▸ **Prompt**: Nothing should appear in the answer except the lines from the one with "Where can the ocean" through the end of the listing below, transcribed exactly and without pictures.

▸ **Exercise materials**:
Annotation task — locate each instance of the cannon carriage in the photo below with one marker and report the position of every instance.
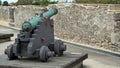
(36, 39)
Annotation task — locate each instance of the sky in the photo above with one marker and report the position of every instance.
(9, 0)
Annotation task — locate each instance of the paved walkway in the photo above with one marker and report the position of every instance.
(95, 60)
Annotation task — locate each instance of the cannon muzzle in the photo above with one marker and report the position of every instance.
(32, 23)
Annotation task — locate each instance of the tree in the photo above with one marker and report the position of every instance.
(5, 3)
(0, 2)
(24, 2)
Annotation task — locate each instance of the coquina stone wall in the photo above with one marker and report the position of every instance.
(91, 24)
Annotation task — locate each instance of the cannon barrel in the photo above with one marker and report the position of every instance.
(32, 23)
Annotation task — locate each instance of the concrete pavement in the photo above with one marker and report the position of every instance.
(95, 60)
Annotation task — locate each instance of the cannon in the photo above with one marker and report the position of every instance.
(36, 39)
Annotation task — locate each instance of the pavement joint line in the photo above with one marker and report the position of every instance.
(75, 44)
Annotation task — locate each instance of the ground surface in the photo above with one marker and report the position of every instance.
(95, 60)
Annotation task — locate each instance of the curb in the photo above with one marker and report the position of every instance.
(94, 49)
(78, 45)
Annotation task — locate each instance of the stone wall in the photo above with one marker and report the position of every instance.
(90, 24)
(86, 24)
(4, 13)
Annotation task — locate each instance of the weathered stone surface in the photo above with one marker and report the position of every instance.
(68, 60)
(92, 24)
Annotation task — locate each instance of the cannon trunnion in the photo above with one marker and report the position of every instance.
(36, 39)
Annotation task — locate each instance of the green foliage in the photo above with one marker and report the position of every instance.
(5, 3)
(99, 1)
(24, 2)
(42, 2)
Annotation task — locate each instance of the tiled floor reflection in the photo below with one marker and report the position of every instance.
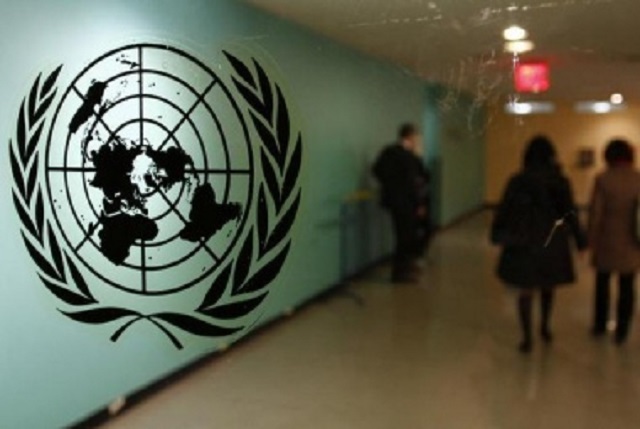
(440, 355)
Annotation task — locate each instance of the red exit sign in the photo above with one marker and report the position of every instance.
(532, 77)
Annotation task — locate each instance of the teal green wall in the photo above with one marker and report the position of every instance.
(454, 125)
(53, 371)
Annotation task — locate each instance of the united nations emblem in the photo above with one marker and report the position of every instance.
(150, 176)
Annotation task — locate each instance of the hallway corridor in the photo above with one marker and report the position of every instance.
(440, 355)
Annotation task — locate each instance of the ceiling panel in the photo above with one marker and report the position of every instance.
(593, 45)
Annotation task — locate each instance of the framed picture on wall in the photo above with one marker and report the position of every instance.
(586, 158)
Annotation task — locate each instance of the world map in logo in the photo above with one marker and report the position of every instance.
(134, 184)
(142, 170)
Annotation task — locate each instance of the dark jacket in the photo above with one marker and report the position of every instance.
(534, 265)
(399, 175)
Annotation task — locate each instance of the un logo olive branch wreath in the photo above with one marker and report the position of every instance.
(243, 281)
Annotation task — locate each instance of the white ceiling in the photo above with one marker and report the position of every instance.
(592, 45)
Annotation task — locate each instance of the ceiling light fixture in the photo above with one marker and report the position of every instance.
(617, 98)
(529, 108)
(599, 107)
(519, 47)
(515, 33)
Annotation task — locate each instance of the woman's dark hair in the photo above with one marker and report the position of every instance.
(407, 130)
(618, 151)
(539, 153)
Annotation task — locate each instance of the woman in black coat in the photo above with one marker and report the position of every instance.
(534, 224)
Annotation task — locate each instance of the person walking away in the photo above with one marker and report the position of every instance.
(534, 224)
(397, 171)
(615, 246)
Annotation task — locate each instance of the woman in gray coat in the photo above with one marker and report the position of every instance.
(612, 236)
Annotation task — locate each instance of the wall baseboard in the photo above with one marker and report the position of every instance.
(131, 400)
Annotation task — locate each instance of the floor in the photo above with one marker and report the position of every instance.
(441, 354)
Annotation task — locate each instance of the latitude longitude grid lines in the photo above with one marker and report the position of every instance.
(170, 136)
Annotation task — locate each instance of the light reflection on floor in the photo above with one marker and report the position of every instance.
(438, 355)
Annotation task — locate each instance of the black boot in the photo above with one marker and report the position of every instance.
(601, 305)
(546, 307)
(626, 302)
(524, 312)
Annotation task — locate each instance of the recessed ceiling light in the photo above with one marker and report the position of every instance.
(529, 108)
(515, 33)
(617, 99)
(519, 47)
(599, 107)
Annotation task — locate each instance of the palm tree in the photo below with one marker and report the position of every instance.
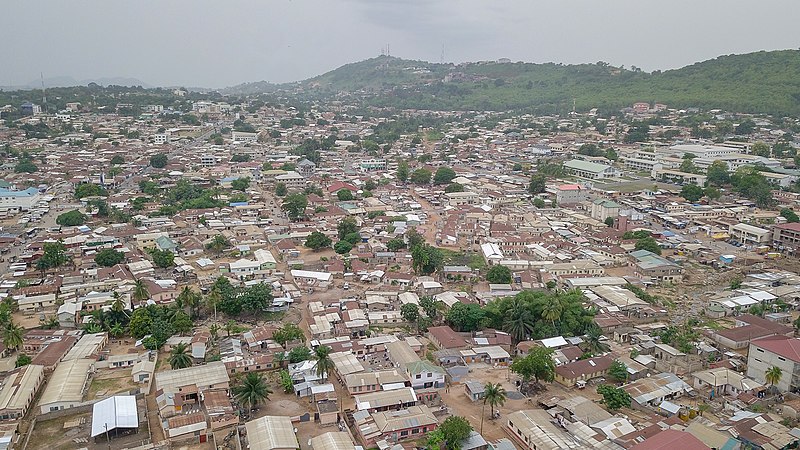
(773, 375)
(252, 390)
(12, 335)
(494, 395)
(324, 362)
(116, 330)
(140, 292)
(592, 340)
(552, 310)
(118, 305)
(519, 321)
(179, 356)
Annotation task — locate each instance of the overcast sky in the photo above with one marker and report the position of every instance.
(225, 42)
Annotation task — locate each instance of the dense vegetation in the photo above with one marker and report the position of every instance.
(762, 82)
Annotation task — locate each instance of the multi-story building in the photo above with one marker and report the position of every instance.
(775, 351)
(786, 236)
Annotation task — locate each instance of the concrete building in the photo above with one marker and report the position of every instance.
(750, 235)
(775, 351)
(590, 170)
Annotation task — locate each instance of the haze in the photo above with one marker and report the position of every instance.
(217, 44)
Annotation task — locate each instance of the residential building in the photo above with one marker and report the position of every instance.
(775, 351)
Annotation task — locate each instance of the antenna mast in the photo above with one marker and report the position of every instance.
(44, 93)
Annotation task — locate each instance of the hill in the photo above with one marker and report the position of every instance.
(761, 82)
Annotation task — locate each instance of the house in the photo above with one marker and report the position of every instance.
(182, 388)
(18, 389)
(602, 209)
(654, 268)
(271, 433)
(534, 429)
(582, 370)
(409, 423)
(775, 351)
(385, 400)
(653, 391)
(724, 381)
(590, 170)
(66, 386)
(474, 390)
(443, 337)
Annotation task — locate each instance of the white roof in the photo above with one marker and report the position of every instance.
(115, 412)
(554, 342)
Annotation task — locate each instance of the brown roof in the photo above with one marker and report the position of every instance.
(672, 439)
(447, 337)
(573, 370)
(784, 346)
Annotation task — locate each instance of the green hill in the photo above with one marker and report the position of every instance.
(762, 82)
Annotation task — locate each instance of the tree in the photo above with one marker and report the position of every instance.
(84, 190)
(54, 255)
(649, 244)
(402, 171)
(410, 313)
(342, 247)
(346, 226)
(537, 365)
(453, 431)
(519, 320)
(25, 166)
(179, 356)
(12, 336)
(717, 173)
(109, 257)
(23, 360)
(692, 193)
(421, 176)
(72, 218)
(218, 243)
(465, 317)
(712, 193)
(299, 354)
(140, 292)
(288, 332)
(773, 375)
(317, 241)
(760, 148)
(618, 371)
(344, 195)
(614, 397)
(426, 259)
(499, 275)
(537, 184)
(324, 361)
(240, 184)
(453, 187)
(789, 215)
(158, 160)
(493, 395)
(295, 206)
(395, 244)
(162, 258)
(593, 341)
(252, 390)
(443, 175)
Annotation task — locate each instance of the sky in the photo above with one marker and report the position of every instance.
(219, 43)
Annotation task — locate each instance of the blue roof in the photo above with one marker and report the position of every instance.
(30, 192)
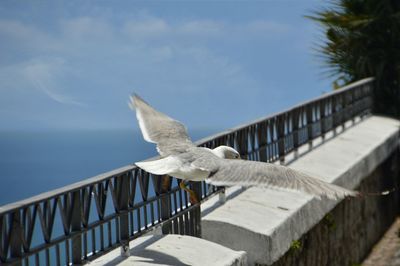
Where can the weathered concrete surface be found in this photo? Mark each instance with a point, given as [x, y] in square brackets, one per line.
[346, 235]
[387, 251]
[265, 223]
[173, 250]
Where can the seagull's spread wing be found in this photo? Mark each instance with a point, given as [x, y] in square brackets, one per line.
[250, 173]
[170, 135]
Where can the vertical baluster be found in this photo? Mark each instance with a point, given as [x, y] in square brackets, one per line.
[165, 202]
[280, 126]
[310, 135]
[295, 128]
[16, 236]
[322, 117]
[123, 201]
[76, 228]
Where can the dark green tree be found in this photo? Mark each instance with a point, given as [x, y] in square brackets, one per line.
[363, 40]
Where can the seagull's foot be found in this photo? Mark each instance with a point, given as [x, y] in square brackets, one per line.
[192, 195]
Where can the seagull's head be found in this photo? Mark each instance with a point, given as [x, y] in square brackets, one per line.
[226, 152]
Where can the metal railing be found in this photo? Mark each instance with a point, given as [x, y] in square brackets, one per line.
[87, 219]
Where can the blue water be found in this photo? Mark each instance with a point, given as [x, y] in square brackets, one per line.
[36, 162]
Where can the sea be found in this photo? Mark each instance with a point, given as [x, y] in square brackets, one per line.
[33, 162]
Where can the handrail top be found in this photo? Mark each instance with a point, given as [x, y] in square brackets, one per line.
[99, 178]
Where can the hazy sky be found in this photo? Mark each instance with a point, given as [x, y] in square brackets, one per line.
[210, 64]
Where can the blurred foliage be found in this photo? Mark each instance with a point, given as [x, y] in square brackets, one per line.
[363, 40]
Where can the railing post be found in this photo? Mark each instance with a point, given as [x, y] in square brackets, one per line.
[76, 221]
[124, 219]
[295, 128]
[196, 187]
[322, 115]
[165, 203]
[310, 121]
[15, 238]
[280, 124]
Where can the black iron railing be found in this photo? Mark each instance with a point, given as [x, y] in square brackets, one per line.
[85, 220]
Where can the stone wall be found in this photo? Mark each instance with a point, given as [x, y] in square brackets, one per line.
[346, 235]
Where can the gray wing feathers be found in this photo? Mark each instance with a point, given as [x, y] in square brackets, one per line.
[170, 135]
[250, 173]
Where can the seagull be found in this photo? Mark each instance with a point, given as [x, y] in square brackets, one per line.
[221, 166]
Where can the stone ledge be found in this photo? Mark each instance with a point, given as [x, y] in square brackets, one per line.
[264, 222]
[173, 250]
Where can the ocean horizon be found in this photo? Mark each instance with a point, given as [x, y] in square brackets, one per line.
[34, 162]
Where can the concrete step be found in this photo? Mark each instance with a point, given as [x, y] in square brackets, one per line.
[265, 222]
[173, 250]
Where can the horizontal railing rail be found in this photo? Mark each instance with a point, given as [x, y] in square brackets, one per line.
[87, 219]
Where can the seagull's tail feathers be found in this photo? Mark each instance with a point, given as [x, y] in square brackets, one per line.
[162, 166]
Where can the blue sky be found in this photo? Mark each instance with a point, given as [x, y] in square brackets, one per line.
[210, 64]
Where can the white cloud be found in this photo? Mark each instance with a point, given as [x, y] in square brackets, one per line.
[265, 27]
[150, 27]
[43, 76]
[104, 59]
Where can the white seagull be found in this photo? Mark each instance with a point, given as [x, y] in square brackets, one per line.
[182, 159]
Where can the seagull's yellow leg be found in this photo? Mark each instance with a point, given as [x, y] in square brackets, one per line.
[192, 195]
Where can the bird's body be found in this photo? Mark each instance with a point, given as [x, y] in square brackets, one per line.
[182, 159]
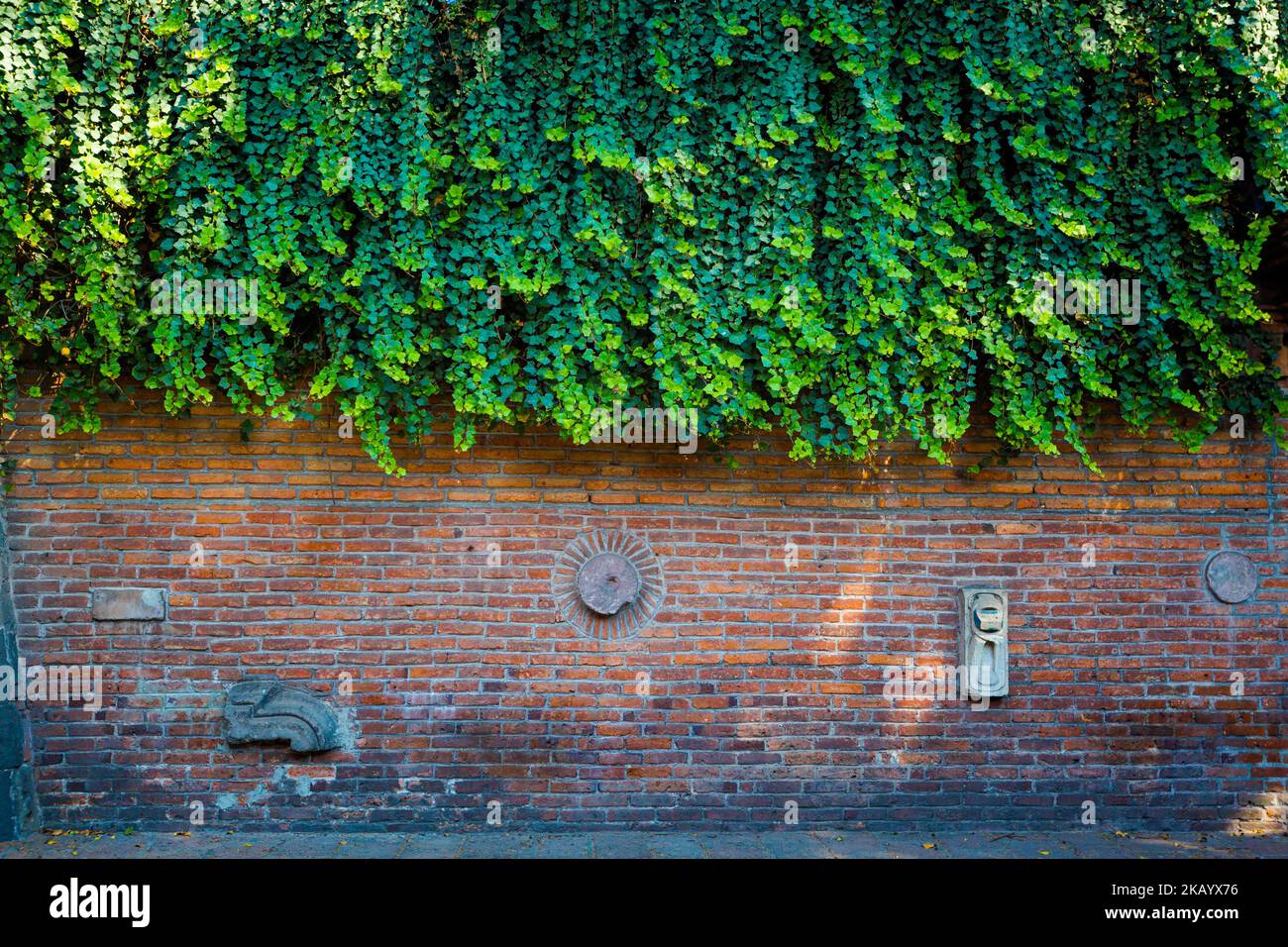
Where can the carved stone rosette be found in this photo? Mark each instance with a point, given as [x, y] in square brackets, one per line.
[608, 585]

▸ **Output of the task**:
Where can the ocean horizon be found in this photo? Mark each instance with a point, given as [x, y] in square brackets, one per line.
[34, 162]
Where can the concrete step be found in this photo? Mark each instance with a point, given as [x, y] in square brackets, one per line.
[265, 222]
[173, 250]
Where can the horizontal railing rail be found in this photo? Mark each instance with a point, given as [x, y] in square brackets, one per line.
[87, 219]
Where can the seagull's tail feathers be found in this photo? Mark each instance with a point, given as [x, y] in square brackets, one per line.
[162, 166]
Where can the blue sky be found in this photo? Mark each instance with a point, given as [x, y] in square brackets, one per line.
[210, 64]
Where can the white cloud be found in this photo? Mark each instance with a point, given as [x, y] in square brackets, one per line.
[265, 27]
[150, 27]
[43, 76]
[104, 59]
Where can the white seagull be found in this photo? Mark each instance with a point, given as [x, y] in square brackets, one per line.
[182, 159]
Where can the seagull's yellow leg be found in this photo? Mark each instance with a point, given as [x, y] in square brackets, one per line.
[192, 195]
Where can the bird's body be found in this photo? Mark each instance with a point, given as [x, y] in square brackets, one per line.
[182, 159]
Where can the carved stone rosette be found in this photo? Mark each instance with a point, given as [x, y] in square brackets, one per line.
[608, 585]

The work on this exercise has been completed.